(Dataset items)
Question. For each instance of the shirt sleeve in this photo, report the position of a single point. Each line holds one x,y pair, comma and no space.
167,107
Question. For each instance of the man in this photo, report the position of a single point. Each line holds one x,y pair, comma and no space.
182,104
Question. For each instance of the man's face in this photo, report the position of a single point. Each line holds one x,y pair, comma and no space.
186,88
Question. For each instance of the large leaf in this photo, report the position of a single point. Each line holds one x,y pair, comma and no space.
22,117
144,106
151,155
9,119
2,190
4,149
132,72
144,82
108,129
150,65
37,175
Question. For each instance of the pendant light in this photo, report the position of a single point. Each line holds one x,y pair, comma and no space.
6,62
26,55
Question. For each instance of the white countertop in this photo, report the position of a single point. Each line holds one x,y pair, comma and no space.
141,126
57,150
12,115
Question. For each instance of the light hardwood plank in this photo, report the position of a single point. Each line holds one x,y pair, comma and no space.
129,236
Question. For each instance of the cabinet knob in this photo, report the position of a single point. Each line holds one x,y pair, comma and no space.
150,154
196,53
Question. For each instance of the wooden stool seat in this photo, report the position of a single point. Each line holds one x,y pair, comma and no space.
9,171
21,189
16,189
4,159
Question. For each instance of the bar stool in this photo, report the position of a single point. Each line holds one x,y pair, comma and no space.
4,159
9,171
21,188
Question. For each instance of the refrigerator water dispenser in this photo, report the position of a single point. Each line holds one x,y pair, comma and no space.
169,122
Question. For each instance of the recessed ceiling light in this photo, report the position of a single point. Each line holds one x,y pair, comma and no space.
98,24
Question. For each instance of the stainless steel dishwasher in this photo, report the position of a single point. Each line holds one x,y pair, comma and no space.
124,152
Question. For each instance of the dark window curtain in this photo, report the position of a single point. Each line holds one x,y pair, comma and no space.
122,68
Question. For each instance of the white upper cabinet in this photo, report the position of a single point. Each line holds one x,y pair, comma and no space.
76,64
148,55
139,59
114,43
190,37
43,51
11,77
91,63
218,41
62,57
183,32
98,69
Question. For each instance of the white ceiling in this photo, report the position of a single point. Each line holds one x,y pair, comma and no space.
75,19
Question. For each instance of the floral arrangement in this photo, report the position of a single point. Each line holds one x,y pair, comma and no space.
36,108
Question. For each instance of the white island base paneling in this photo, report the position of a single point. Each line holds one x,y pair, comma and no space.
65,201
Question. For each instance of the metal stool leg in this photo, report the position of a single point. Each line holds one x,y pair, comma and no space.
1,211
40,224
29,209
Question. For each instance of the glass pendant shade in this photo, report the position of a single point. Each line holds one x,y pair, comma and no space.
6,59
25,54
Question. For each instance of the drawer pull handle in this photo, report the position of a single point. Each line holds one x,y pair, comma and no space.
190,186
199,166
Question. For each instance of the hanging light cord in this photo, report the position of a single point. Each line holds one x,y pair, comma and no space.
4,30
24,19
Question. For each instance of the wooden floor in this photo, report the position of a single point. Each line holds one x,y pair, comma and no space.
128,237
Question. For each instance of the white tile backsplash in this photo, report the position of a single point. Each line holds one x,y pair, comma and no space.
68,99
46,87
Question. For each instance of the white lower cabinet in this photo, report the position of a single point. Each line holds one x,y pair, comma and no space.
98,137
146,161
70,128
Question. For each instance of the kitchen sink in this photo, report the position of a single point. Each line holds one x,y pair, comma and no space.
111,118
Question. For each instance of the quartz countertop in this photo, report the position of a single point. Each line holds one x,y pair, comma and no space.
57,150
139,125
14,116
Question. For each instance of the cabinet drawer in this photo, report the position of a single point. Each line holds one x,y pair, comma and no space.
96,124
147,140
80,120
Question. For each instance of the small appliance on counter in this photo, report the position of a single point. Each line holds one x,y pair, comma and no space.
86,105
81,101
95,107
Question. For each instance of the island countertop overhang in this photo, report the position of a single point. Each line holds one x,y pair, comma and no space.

• _TASK ITEM_
Retype every record above exactly as it stands.

• _ANSWER_
Question. For each instance of the shirt sleeve in this photo, report the position of a single point. Each line holds one x,y pair, comma and no space.
167,107
Question. For each instance of the man in this photo, report the position of a single point. Each line holds one x,y pair, comma and no space.
182,104
Question. For each instance of the man's face in this photo, report the position of a single point. Each line holds one x,y pair, comma and no space.
186,88
Question. For each instance of the large leaf in this photo, report the position of a single point. Each line holds one x,y pair, comma and no space.
22,117
144,106
151,155
9,119
2,190
4,149
132,72
144,82
108,129
150,65
37,175
Question. For each instance of the pendant light in this photo, report the position of a single point. Each line holds one x,y pair, comma and no space.
6,62
26,55
Question. For each instance of the white countertop in this photo, report the position of a single point. Each line holds one x,y pair, comma and no space.
141,126
57,150
12,115
Question. For each instance of the light hardwood plank in this photo, report the position of a single point. Each line holds one x,y pair, comma and no space.
129,236
Question. For each instance of the cabinet knob in this photo, report the position of a single point. Each line holds one x,y pair, comma and no space.
150,154
196,53
Question. For each instance of the wooden stool seat in this photo, report the position of a single point. Each line holds one x,y pair, comma and no space.
9,171
21,189
16,189
4,159
Question. For each instance of the bar stool in this photo, report the position of a single point. Each line holds one x,y pair, comma and no space.
4,159
9,171
21,188
Question. For each instance of the refrigerator water dispenser in this photo, report the position of a single point. Each line holds one x,y pair, comma and no space.
169,122
Question. For each instance of the recessed ceiling light in this photo, report the position of a single point. Each line holds one x,y pair, comma and no space.
98,24
Question. For each instance of the stainless steel dishwasher in this photo, report the position of a single point. Each line holds one x,y pair, comma and no space.
124,152
Question. For each instance of the dark window curtain in this photo, report the position of a single point. Each line holds one x,y pair, comma and no space.
122,68
Question. For each instance of the white upper cabinet in this photo, report the position of a single point. Each line holds one x,y pair, comma and no space.
76,64
148,55
139,59
114,43
190,37
43,51
11,77
91,63
218,41
62,57
183,32
98,69
Question. For each instance of the white ceiling in this photo, report the position of a single point. Each line holds one x,y pair, comma and no space.
75,19
Question. For each instance of the floral arrangement in this photo, report the position of a single point. Each line holds one x,y pair, comma and no space.
36,108
Question. For each instance of the white island base paneling in this photo, report the position of a single point. Each line holds one x,y pair, comma and no space.
65,201
Question. For each instance of the metal stool leg in this photo, report the position of a single point. Each line holds one x,y pair, comma and no space.
1,211
40,224
29,209
Question. For each instance of the glass pendant shade in this photo, report the position of a single point. Each line holds one x,y pair, comma and no space.
6,59
25,54
Question. For each instance of the drawer pull handle in this photo, report the position of a single point. Each line holds one x,y pair, comma and no space.
190,186
199,166
Question. For each instance of the hanging light cord in this photo, report the position of a single point. Each line holds one x,y pair, comma and no space.
4,30
24,19
Question. For each instance of the wooden floor in this photo, report the position of a single point. Each line holds one x,y pair, comma and no space.
128,237
Question. For each instance of the white tile backsplash in this photo, report the position of a single point. Each line holds one x,y pair, comma and no space.
68,99
46,87
Question. For each instance of the white lower cabinet in this photo, report the position of a single point. Each line holds one x,y pair, comma and no space.
98,137
146,161
70,128
Question. For each instance of the kitchen sink in this photo, report the position of a single point. Each line holds one x,y pair, comma and no space.
111,118
Question. For each instance of the quartz countertop in this photo, report the position of a single point. Each line holds one x,y pair, comma and no space.
57,150
139,125
14,116
Question. For each instance of the cabinet drawer in this photo, report the position of a single point. Each line holds one x,y pair, comma and no space.
96,124
147,140
80,120
Question. For each instance of the small appliance on counter in this photo, report the position of a single point. Each line holds one x,y pair, comma and no space.
86,105
81,101
95,107
Question. For each instance of the island countertop overhang in this photo, report the position of a single point. Each line holds one x,y pair, comma and no space.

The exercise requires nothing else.